**Work required:** Every line below must come back exactly as it stands, with the images omitted.

**Input:**
━━━━━━━━━━━━━━━━━━━━━━━━━━━━━━

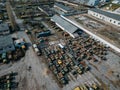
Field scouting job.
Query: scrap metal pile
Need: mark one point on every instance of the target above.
(7, 82)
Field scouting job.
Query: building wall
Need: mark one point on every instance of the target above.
(4, 32)
(105, 18)
(7, 48)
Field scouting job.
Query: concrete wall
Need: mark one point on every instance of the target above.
(105, 18)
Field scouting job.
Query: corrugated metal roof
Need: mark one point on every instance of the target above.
(108, 14)
(63, 7)
(5, 41)
(64, 24)
(4, 26)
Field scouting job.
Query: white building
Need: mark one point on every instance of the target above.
(106, 16)
(4, 29)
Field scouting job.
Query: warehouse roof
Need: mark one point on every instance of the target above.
(6, 41)
(4, 26)
(108, 14)
(67, 26)
(63, 7)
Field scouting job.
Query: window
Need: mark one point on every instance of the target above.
(10, 47)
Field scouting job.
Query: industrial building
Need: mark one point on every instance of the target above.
(6, 44)
(4, 29)
(106, 16)
(65, 25)
(62, 7)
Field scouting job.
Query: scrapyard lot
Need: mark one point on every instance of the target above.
(65, 62)
(81, 53)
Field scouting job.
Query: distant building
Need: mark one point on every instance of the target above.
(4, 29)
(106, 16)
(62, 7)
(65, 25)
(6, 44)
(93, 2)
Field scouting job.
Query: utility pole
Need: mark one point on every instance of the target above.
(11, 16)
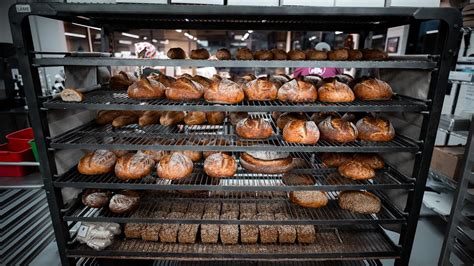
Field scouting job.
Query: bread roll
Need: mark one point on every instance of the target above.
(370, 159)
(374, 54)
(95, 198)
(149, 118)
(244, 54)
(176, 53)
(313, 54)
(236, 117)
(269, 166)
(97, 163)
(309, 198)
(174, 166)
(124, 201)
(279, 54)
(303, 132)
(171, 118)
(338, 130)
(263, 55)
(338, 54)
(356, 170)
(375, 129)
(220, 165)
(297, 91)
(261, 89)
(373, 89)
(359, 202)
(253, 128)
(215, 118)
(121, 81)
(195, 118)
(355, 54)
(200, 53)
(296, 55)
(146, 88)
(224, 92)
(223, 54)
(184, 90)
(134, 166)
(335, 159)
(335, 92)
(124, 120)
(287, 117)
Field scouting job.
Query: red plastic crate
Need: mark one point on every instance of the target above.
(7, 155)
(18, 140)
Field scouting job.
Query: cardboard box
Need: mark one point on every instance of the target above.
(361, 3)
(307, 2)
(253, 3)
(447, 160)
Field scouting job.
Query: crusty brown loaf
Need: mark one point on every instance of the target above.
(313, 54)
(303, 132)
(255, 165)
(149, 118)
(279, 54)
(338, 130)
(215, 118)
(195, 118)
(373, 89)
(374, 54)
(225, 92)
(244, 54)
(375, 129)
(171, 118)
(284, 118)
(124, 201)
(373, 160)
(97, 162)
(263, 55)
(236, 117)
(174, 166)
(356, 170)
(309, 198)
(335, 159)
(134, 166)
(335, 92)
(176, 53)
(296, 55)
(184, 89)
(199, 54)
(146, 88)
(223, 54)
(359, 202)
(338, 54)
(253, 128)
(355, 54)
(261, 89)
(297, 91)
(220, 165)
(95, 198)
(121, 81)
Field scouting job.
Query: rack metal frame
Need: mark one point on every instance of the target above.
(128, 16)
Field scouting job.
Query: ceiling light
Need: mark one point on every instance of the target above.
(130, 35)
(70, 34)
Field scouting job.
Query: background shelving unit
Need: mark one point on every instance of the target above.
(341, 235)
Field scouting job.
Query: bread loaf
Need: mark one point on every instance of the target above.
(297, 91)
(134, 166)
(97, 163)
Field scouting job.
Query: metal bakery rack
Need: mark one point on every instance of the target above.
(358, 239)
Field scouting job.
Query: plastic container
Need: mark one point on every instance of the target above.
(6, 155)
(18, 140)
(34, 149)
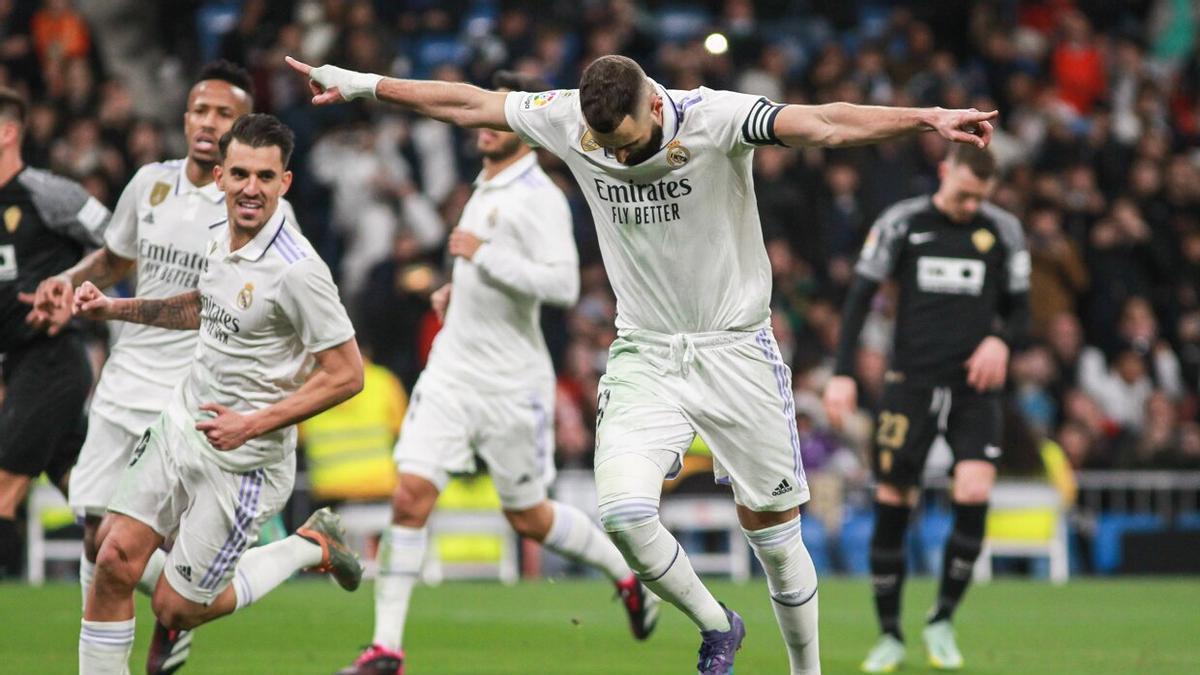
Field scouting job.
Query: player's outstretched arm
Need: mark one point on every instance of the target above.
(453, 102)
(179, 312)
(337, 377)
(54, 298)
(846, 124)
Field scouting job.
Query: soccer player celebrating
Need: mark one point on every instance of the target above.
(220, 460)
(48, 223)
(667, 175)
(490, 388)
(964, 276)
(162, 223)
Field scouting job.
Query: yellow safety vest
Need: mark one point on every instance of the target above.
(348, 447)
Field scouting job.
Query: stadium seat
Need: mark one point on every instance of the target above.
(1110, 527)
(46, 506)
(1026, 520)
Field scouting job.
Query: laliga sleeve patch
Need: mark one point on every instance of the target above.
(539, 100)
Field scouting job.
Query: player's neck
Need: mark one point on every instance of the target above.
(201, 174)
(10, 166)
(493, 167)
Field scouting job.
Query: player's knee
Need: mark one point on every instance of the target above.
(622, 515)
(115, 566)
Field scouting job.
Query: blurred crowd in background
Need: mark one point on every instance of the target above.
(1098, 141)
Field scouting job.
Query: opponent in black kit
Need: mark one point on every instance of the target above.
(964, 275)
(46, 225)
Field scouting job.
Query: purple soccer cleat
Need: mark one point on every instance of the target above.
(718, 647)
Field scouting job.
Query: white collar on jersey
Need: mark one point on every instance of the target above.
(185, 186)
(255, 249)
(511, 173)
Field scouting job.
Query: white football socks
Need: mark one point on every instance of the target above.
(629, 487)
(401, 553)
(105, 646)
(262, 568)
(575, 536)
(792, 581)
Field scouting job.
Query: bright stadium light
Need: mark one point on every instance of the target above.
(717, 43)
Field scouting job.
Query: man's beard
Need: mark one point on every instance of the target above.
(649, 149)
(504, 150)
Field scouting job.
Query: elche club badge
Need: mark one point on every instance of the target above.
(245, 297)
(983, 240)
(11, 219)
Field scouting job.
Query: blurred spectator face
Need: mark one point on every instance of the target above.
(497, 145)
(1075, 441)
(961, 192)
(213, 106)
(1138, 323)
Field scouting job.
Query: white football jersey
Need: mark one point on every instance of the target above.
(679, 233)
(492, 335)
(163, 222)
(264, 310)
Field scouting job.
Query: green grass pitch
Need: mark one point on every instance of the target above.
(575, 627)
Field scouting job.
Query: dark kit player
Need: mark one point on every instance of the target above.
(47, 222)
(964, 278)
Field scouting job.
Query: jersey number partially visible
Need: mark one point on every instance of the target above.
(893, 429)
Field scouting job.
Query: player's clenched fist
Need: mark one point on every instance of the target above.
(228, 430)
(90, 303)
(441, 300)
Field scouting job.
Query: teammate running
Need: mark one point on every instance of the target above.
(220, 460)
(489, 388)
(667, 175)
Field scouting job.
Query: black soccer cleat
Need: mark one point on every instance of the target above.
(168, 650)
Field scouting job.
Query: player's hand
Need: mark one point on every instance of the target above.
(90, 303)
(228, 430)
(463, 244)
(331, 84)
(988, 366)
(53, 304)
(441, 300)
(965, 126)
(840, 399)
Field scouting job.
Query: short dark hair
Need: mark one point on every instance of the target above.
(979, 161)
(514, 81)
(259, 131)
(227, 71)
(610, 89)
(13, 105)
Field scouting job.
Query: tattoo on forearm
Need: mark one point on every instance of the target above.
(181, 312)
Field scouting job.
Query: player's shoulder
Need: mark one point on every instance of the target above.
(45, 184)
(1007, 225)
(898, 217)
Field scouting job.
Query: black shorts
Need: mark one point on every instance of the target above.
(42, 420)
(912, 417)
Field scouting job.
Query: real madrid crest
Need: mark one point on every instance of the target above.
(677, 155)
(983, 240)
(588, 143)
(11, 219)
(159, 192)
(246, 296)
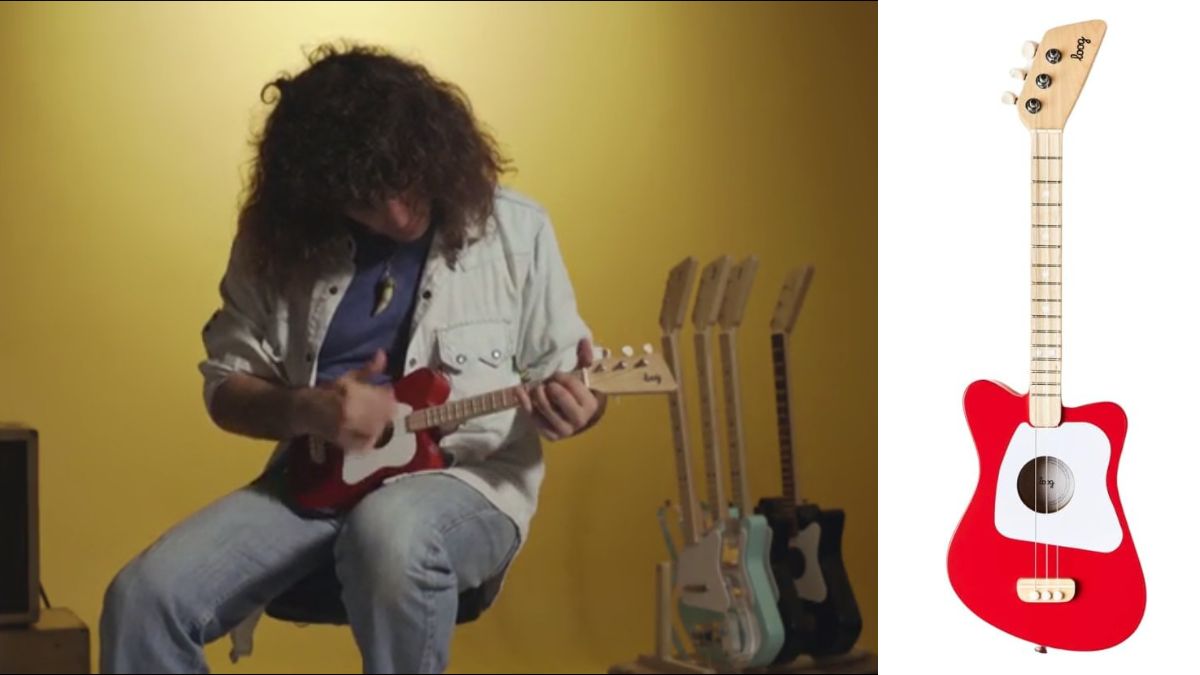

━━━━━━━━━━━━━━━━━━━━━━━━━━━━━━

**Response:**
Field scouting job.
Query: scrap metal pile
Need: mark one point on every instance of the target above.
(7, 82)
Field scouting job.
Query: building wall
Need: mark one point on every instance of the target above.
(4, 32)
(105, 18)
(7, 48)
Field scouting job.
Query: concrete wall
Need: mark one point on every instance of the target above.
(105, 18)
Field scouting job.
Query: corrugated metal roof
Need: mark one point on every instance of the target above.
(108, 14)
(63, 7)
(5, 41)
(64, 24)
(4, 26)
Field scouting job.
Query: white building
Need: mark one point on every instance of the target above.
(106, 16)
(4, 29)
Field scouting job.
Query: warehouse roof
Need: mark one point on every instance of the target above.
(6, 41)
(4, 26)
(108, 14)
(67, 26)
(63, 7)
Field scouting job.
Query: window
Need: mark one point on every instance of the target above.
(10, 47)
Field scouting job.
Query: industrial building
Need: mark one point on every instance of the target above.
(6, 44)
(4, 29)
(106, 16)
(65, 25)
(62, 7)
Field scouting job.
Query: scrapyard lot
Need: mark one point on every instance of the target above.
(65, 62)
(81, 53)
Field scouting job.
Query: distant building
Need: mark one point on every instance of the target above.
(4, 29)
(106, 16)
(62, 7)
(65, 25)
(6, 44)
(93, 2)
Field scouting job.
Query: utility pole
Need: mark one point on every instance of the target above.
(11, 16)
Field scouting job.
Query: bread roll
Need: mark one point on every instance of the target above.
(370, 159)
(374, 54)
(95, 198)
(149, 118)
(244, 54)
(176, 53)
(313, 54)
(236, 117)
(269, 166)
(97, 163)
(309, 198)
(174, 166)
(124, 201)
(279, 54)
(303, 132)
(171, 118)
(338, 130)
(263, 55)
(338, 54)
(356, 170)
(375, 129)
(220, 165)
(297, 91)
(261, 89)
(373, 89)
(359, 202)
(253, 128)
(215, 118)
(121, 81)
(195, 118)
(355, 54)
(200, 53)
(296, 55)
(146, 88)
(224, 92)
(223, 54)
(184, 90)
(134, 166)
(335, 159)
(335, 92)
(124, 120)
(287, 117)
Field scouting job.
Query: red plastic crate
Need: mark one point on every instance of the target above.
(7, 155)
(18, 140)
Field scouting job.
Query: cardboard box
Need: mark one point on every instance of the target above.
(361, 3)
(307, 2)
(253, 3)
(447, 160)
Field scouting job.
Query: crusty brown loaf
Need: mark one point on every instance of the target above.
(313, 54)
(303, 132)
(255, 165)
(149, 118)
(279, 54)
(338, 130)
(215, 118)
(195, 118)
(373, 89)
(374, 54)
(225, 92)
(244, 54)
(375, 129)
(171, 118)
(284, 118)
(124, 201)
(373, 160)
(97, 162)
(263, 55)
(236, 117)
(174, 166)
(356, 170)
(309, 198)
(335, 159)
(134, 166)
(335, 92)
(176, 53)
(296, 55)
(184, 89)
(199, 54)
(146, 88)
(223, 54)
(359, 202)
(338, 54)
(253, 128)
(355, 54)
(261, 89)
(297, 91)
(220, 165)
(95, 198)
(121, 81)
Field scouting job.
Query: rack metal frame
Need: mark one point on every instance of the target above.
(128, 16)
Field scouting job.
Query: ceiling light
Need: mark one point on every instance of the target above.
(130, 35)
(70, 34)
Field scouting job.
Query: background shelving unit
Need: mark one point on every instance of the target above.
(341, 235)
Field scouting job.
Query: bread loaf
Need: mark one point on every instance of the target above.
(297, 91)
(134, 166)
(97, 163)
Field scouting job.
Query: metal bakery rack
Need: mark one point on every instance of the target above.
(358, 239)
Field scouting job.
Query: plastic container
Need: mark one point on every instance of the target above.
(6, 155)
(18, 140)
(34, 149)
Field scouting job.
Query: player's outstretched arm
Need: mark one point on every instance of the target above.
(453, 102)
(179, 312)
(337, 377)
(54, 298)
(846, 124)
Field scouting job.
Query: soccer player celebrating
Need: mark one point on every instance of the target above.
(220, 460)
(48, 223)
(667, 175)
(490, 388)
(964, 276)
(162, 223)
Field scouting job.
Query: yellow safety vest
Need: mark one point on every instance of the target above.
(348, 447)
Field scouting job.
Query: stadium seat
Need: mark one point on every instance of the target above.
(1110, 527)
(46, 506)
(1026, 520)
Field scouting job.
Query: laliga sleeve patch
Need: mark one point on every instance of the target above.
(539, 100)
Field scouting job.
Query: player's neck
Need: mark one point on every instance of the target above.
(201, 174)
(10, 166)
(493, 167)
Field scouting job.
Query: player's knee
Need: mark one point on every instance of the target above.
(622, 515)
(115, 566)
Field scouting job.
Query: blurred crowd in background
Need: mark one point on every instance of the target above.
(1098, 141)
Field scouting job.
Query: opponent in black kit
Need: mark one point on every instance of the target above.
(964, 275)
(46, 225)
Field scouting job.
Query: purple soccer cleat
Need: mark one point on every instance of the target above.
(718, 647)
Field scouting job.
Query: white collar on jersey
Need: mark one point on every instance of the target above.
(185, 186)
(255, 249)
(511, 173)
Field scouting job.
Query: white football socks
Need: mark one point on every instance of the target above.
(629, 487)
(401, 553)
(105, 646)
(262, 568)
(575, 536)
(792, 581)
Field scouting job.
Query: bright stadium light
Need: mark one point on every instance of the target above.
(717, 43)
Field scouting job.
Query: man's beard
Need: mark one point on every instance of the target above.
(649, 149)
(504, 150)
Field scouting job.
Query: elche club badge
Need: mark one point on every instance of the target above.
(245, 297)
(983, 240)
(11, 219)
Field scouting job.
Query: blurred spectator face
Need: mark one point on every instance of the target above.
(497, 145)
(1075, 441)
(961, 192)
(213, 106)
(1138, 323)
Field scouting job.
Query: white football jersey
Need: mark one point on every instance of the target above.
(679, 233)
(492, 335)
(163, 222)
(264, 310)
Field scouting job.
Query: green grass pitch
Need: mark one point on every instance of the target above.
(575, 627)
Field scouting job.
Query: dark kit player
Need: mark one point on every instance of the target above.
(47, 222)
(964, 278)
Field scouting job.
Query: jersey number partially visible
Need: mark one point on every instance of the target above.
(893, 429)
Field scouting job.
Query: player's clenched fist
Need: mark one point on every instance of the target above.
(228, 430)
(90, 303)
(441, 300)
Field scouting job.
Query: teammate running
Need: mark one point on every instance of the target above.
(220, 460)
(489, 388)
(667, 175)
Field scouting job.
Query: black soccer cleat
Need: mark one point on every instance of the target above.
(168, 650)
Field scouting job.
Query: player's hand
Need: mark one point on every instance of the target above.
(90, 303)
(228, 430)
(463, 244)
(331, 84)
(988, 366)
(53, 304)
(441, 300)
(965, 126)
(840, 399)
Field scouting job.
Query: short dark hair
Need: mark one point on every instance of the target above.
(979, 161)
(514, 81)
(259, 131)
(227, 71)
(610, 89)
(13, 105)
Field scouting job.
Query: tattoo on forearm
Need: mark one point on every instance of the target above.
(181, 312)
Field scouting job.
Query: player's shoulder
Need: mark one point on every instance of the target above.
(45, 184)
(1007, 225)
(898, 217)
Field scouting job.
Query: black shorts
Need: mark one point on every instance of the target above.
(42, 420)
(912, 417)
Field scouting job.
Query: real madrid crest
Need: mark one point on every instance of the target above.
(677, 155)
(983, 240)
(588, 143)
(11, 219)
(159, 192)
(246, 296)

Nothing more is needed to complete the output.